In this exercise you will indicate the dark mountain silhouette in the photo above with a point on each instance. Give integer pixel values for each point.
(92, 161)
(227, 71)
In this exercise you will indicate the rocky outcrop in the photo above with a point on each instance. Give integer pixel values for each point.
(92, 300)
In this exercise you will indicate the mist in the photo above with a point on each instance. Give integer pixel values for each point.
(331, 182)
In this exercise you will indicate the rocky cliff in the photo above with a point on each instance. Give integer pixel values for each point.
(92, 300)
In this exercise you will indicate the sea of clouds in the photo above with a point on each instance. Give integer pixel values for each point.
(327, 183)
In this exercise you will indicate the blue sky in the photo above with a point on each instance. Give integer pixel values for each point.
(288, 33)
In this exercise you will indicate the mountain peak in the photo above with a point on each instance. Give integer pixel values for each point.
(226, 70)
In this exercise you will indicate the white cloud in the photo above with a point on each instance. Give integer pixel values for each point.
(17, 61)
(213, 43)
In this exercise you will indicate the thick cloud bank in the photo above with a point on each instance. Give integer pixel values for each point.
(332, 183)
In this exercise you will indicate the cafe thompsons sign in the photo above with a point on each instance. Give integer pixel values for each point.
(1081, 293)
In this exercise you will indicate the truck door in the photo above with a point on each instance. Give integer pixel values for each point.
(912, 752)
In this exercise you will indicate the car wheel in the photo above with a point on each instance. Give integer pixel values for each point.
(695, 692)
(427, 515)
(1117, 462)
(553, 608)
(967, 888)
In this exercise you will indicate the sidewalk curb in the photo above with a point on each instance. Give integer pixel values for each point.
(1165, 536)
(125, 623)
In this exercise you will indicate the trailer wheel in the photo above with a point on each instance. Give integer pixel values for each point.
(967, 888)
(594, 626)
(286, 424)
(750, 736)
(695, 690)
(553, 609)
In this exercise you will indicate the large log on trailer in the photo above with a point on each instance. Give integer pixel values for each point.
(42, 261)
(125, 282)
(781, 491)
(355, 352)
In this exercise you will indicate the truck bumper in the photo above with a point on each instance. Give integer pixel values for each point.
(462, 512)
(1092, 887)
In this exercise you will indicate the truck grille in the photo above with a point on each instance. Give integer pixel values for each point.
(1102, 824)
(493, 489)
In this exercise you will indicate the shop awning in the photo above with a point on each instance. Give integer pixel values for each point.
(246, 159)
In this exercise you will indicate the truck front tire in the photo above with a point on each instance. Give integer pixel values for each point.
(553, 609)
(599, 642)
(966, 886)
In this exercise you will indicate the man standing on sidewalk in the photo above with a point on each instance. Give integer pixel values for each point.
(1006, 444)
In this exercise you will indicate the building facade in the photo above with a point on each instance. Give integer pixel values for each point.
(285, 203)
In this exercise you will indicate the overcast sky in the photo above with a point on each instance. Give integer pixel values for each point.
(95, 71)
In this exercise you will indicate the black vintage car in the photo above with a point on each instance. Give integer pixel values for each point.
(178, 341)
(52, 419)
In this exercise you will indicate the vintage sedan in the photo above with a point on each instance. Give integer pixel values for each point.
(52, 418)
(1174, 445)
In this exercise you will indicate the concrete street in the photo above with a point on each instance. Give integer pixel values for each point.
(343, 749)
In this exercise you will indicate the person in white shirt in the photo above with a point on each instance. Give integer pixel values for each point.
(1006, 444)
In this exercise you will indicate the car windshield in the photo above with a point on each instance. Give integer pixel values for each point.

********

Directions for this task
Give back the data above, repeating every record exactly.

Response area
In this exercise you will indicate the dark mountain silhouette in the photo above with a point on each instance. Give integer pixel values for each point.
(92, 161)
(227, 71)
In this exercise you will indicate the rocky outcrop in the photo above with a point on each instance. Give integer pixel values for each point.
(92, 300)
In this exercise you will indicate the mist in the photo above with a point on each instance. Give integer pixel values for each point.
(331, 182)
In this exercise you will indicate the rocky cliff in the photo above with a point on each instance. Give integer pixel values for each point.
(92, 300)
In this exercise you will indicate the sea of clouds in the photo above with a point on each instance. Give integer pixel values for each point.
(327, 183)
In this exercise you will indicate the blue sky in the photo above with a point on each instance. Give integer pixel values for each point.
(288, 33)
In this exercise you will indicate the mountain peak in the photo above with a point on each instance. Give integer pixel values for each point.
(226, 70)
In this exercise you will indicate the white cloud in the photo above with a point on each instance. Give integer pixel values for each point.
(17, 61)
(213, 43)
In this exercise you will indicate the thick cloud bank in the photo above with a point on each instance. Give integer pixel values for each point.
(332, 183)
In this exercise you will indicate the cafe thompsons sign in the photo above with a point on each instance. Give integer pixel values for each point.
(1081, 293)
In this exercise you will indicate the truck door in the photo above with a point on each instance. Give integer pixel values for each point.
(912, 752)
In this exercise you will indicate the car wheel in the photo above with a point on each instance. Give integer pixel values for each point.
(695, 692)
(427, 515)
(1117, 462)
(553, 608)
(967, 888)
In this exercise you will indicate the sidewalk curb in the photo above with a point on each instance. Give integer pixel values for each point.
(1165, 536)
(125, 623)
In this exercise you will indicate the trailer wheel in the photo above with a point on each instance. Give integer pixel values for each point.
(967, 888)
(594, 626)
(286, 424)
(750, 736)
(695, 690)
(553, 609)
In this exercise you will indicate the large log on trailer in the photo above with a point on each instance. Give integer pixel values for each point.
(42, 261)
(125, 282)
(781, 491)
(355, 352)
In this exercise you will indicate the truck bumper in the photo above with a point on each instance. Give integer pixel values for each point.
(462, 512)
(1092, 887)
In this exercise you will indicate the truck grille in the photo above with a point on each instance. Give integer pixel values for each point.
(1102, 824)
(493, 489)
In this exercise you will indicate the shop awning in the photo above with a point on each instance. Give integer pixel values for each point.
(246, 159)
In this exercise you will indicate the truck front tire in the photo above with a point on each instance. Give integer pixel values for each point.
(553, 609)
(599, 642)
(966, 886)
In this exercise you will indicate the man standing on sidewalk in the photo above with a point on each instance. Give integer pixel values for each point.
(1006, 444)
In this exercise you will indicate the building facade in the photo above with a point on each instance. Give integer pixel values for each point.
(285, 203)
In this exercise you will indicate the overcast sky in the photo above with a point on each instance. Give integer pixel values for each point.
(95, 71)
In this exercise you will indicate the black vintage car in the photo above with a point on each instance. Give integer pixel values for each point.
(178, 341)
(52, 419)
In this exercise you will indicate the vintage sedan in the photo above with a point on each instance. Give integer pixel values for each point.
(52, 418)
(1174, 445)
In this exercise you will indicate the concrete street in the photo above with a point on each instance. Give integer pixel values for each point.
(343, 749)
In this exercise you will indicate the person in white shirt in the photo above with a point on each instance. Give integer pixel values for each point.
(1006, 444)
In this exercise you will indicate the car windshield in the photo above with a point on each instance. Give integer pixel values for each point.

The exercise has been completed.